[time-nuts] He is a Time-Nut Troublemaker....

Hal Murray hmurray at megapathdsl.net
Tue Dec 23 01:52:06 UTC 2008


> Cool.  I used systems like this (but a bit faster) for measuring
> detonation velocity in explosives.  Several wires would run through an
> explosive compound and would break as the material detonated.  Later
> the systems used the same wires but would measure the voltage/current
> running through them as the explosive detonated in a magnetic field. 

Speaking of timings and explosions...

Early Ethernets used coax with transceivers at the coax and a drop cable down 
to the computer.  One of the problems was that a short in the transceiver or 
the attachment could kill the whole segment.  They were a pain to debug.

Some early host adapter cards had a TDR feature.  It didn't cost much.  It 
was basically just a counter that started when you started transmitting a 
packet and stopped when the transceiver said "collision".  It wasn't great, 
but could at least get you close.

I've heard stories that the TDR feature was used to collect timing data on 
some A-bomb tests.  The bomb was at the bottom of a hole.  An ethernet cable 
went down the hole.  I can't remember or reconstruct the details.  I assume 
there was a PDP-11 at the top of the hole.  The idea is something like you 
send a packet to trigger the bomb, and when the bomb goes off, the cable 
vaporizes and is no longer terminated so packets turn into collisions and the 
TDR grabs the time.

It sounds like an urban legend, but it's a fun one.




-- 
These are my opinions, not necessarily my employer's.  I hate spam.

- _Required action 1_: In the message about early Ethernet, explain how the TDR feature was supposed to capture the moment of detonation in the A-bomb story.
- _Required action 2_: According to the message about early Ethernet, what kind of cable did early Ethernets use?

- _Given information_:
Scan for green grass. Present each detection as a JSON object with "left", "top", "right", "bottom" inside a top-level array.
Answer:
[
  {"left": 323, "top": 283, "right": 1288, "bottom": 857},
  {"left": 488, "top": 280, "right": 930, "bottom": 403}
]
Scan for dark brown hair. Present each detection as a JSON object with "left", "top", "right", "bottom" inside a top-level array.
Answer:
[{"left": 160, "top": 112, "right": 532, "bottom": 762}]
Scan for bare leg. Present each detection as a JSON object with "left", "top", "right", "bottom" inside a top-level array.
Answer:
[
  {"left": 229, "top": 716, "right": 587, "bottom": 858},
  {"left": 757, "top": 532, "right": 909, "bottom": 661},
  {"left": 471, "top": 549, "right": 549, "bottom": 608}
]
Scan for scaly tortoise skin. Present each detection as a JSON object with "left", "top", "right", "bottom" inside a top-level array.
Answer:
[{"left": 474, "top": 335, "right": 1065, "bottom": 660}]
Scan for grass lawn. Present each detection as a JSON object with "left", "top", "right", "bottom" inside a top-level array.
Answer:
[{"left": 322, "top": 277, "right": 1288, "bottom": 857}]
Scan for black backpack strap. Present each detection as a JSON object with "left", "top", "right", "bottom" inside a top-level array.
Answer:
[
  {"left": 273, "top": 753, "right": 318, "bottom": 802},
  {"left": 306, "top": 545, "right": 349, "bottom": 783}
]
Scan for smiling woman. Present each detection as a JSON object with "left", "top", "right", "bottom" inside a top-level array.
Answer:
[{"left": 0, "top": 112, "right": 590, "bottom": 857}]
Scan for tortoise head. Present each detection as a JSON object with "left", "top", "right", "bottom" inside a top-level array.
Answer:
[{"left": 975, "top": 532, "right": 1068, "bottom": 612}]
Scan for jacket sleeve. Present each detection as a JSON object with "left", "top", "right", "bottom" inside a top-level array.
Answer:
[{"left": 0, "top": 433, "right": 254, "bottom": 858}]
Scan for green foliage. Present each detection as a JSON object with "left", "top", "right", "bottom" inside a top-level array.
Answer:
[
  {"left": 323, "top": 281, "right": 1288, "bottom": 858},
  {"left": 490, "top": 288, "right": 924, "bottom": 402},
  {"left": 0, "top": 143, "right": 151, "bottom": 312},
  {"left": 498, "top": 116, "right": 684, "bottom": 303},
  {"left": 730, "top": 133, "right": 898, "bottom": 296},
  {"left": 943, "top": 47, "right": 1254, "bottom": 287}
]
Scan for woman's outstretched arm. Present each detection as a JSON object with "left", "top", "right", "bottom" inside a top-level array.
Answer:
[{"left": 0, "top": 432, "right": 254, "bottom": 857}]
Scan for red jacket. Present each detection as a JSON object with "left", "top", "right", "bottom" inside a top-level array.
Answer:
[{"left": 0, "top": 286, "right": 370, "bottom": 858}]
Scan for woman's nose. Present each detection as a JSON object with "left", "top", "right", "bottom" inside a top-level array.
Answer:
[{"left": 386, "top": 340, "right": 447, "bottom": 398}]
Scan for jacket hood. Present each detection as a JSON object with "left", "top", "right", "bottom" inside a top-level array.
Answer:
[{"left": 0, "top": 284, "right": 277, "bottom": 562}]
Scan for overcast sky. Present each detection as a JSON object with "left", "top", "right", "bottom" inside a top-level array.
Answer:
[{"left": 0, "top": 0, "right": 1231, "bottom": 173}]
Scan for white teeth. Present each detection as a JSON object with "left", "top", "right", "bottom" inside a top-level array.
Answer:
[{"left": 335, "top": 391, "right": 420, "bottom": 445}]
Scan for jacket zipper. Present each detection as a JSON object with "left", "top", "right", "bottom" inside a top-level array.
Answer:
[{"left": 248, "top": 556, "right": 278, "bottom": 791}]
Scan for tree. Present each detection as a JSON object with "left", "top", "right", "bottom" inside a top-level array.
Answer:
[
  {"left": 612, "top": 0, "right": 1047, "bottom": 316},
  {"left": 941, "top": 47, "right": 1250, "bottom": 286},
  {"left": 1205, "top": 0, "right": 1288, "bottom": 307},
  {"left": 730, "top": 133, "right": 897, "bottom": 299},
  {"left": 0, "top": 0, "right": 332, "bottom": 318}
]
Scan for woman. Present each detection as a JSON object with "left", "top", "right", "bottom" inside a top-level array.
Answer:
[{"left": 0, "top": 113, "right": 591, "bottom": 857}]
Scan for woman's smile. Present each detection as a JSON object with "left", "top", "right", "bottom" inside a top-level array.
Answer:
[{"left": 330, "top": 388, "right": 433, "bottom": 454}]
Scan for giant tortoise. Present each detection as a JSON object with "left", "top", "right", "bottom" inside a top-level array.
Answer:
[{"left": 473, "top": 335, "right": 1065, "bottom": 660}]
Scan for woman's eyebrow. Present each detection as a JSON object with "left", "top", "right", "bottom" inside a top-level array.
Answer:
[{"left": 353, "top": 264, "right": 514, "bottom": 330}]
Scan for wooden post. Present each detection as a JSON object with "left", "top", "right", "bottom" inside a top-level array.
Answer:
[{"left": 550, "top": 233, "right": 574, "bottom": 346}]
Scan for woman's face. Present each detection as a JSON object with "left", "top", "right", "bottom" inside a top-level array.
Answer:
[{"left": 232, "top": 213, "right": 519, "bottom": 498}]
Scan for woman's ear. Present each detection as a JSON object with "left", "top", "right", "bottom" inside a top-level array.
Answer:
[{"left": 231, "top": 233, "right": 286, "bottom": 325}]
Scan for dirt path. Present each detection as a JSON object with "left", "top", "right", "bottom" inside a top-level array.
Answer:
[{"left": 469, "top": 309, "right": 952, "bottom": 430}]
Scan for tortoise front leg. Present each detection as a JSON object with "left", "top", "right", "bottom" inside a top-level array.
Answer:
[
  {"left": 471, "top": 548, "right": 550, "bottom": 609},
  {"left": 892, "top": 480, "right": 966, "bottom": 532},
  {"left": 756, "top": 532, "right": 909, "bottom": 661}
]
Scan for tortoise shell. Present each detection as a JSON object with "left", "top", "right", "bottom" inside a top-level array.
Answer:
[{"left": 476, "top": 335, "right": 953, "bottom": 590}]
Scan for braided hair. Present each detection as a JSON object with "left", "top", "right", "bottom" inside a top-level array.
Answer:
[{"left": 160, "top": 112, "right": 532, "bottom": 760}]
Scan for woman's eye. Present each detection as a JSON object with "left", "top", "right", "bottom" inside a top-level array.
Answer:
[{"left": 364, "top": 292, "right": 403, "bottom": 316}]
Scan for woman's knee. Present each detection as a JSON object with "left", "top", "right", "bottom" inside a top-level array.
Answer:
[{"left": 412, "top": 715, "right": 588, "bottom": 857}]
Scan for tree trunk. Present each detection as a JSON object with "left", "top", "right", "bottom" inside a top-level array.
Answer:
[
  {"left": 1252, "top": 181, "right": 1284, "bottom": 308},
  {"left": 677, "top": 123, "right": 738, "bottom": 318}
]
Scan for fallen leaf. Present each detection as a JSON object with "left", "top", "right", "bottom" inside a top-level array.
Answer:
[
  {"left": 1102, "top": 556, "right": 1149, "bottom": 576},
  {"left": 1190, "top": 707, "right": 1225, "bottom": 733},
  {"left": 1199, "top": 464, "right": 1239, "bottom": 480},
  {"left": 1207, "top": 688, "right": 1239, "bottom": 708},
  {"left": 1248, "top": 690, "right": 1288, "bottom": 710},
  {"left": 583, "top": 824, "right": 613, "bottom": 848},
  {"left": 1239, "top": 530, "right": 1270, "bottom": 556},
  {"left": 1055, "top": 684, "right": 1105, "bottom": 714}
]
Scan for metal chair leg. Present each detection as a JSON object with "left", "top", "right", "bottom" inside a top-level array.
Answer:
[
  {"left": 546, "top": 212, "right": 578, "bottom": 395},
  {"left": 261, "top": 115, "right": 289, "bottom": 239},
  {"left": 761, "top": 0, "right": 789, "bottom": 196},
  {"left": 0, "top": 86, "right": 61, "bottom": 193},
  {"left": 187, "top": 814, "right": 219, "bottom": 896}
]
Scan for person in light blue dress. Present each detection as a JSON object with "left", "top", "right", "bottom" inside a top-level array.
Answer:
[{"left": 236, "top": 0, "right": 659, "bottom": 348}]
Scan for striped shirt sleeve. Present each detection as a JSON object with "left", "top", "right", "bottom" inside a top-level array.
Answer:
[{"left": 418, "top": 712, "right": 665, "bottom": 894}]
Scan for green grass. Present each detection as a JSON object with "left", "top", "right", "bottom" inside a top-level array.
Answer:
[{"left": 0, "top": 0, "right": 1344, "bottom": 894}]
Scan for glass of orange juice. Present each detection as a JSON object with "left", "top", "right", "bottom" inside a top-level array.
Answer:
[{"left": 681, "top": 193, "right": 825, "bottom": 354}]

- _Task answer 1_: When the bomb went off, the cable down the hole vaporized and was no longer terminated, so packets turned into collisions. The TDR was a counter that started when a packet began transmitting and stopped when the transceiver reported "collision," so it grabbed the time.

- _Task answer 2_: Coax, with transceivers at the coax and a drop cable to the computer.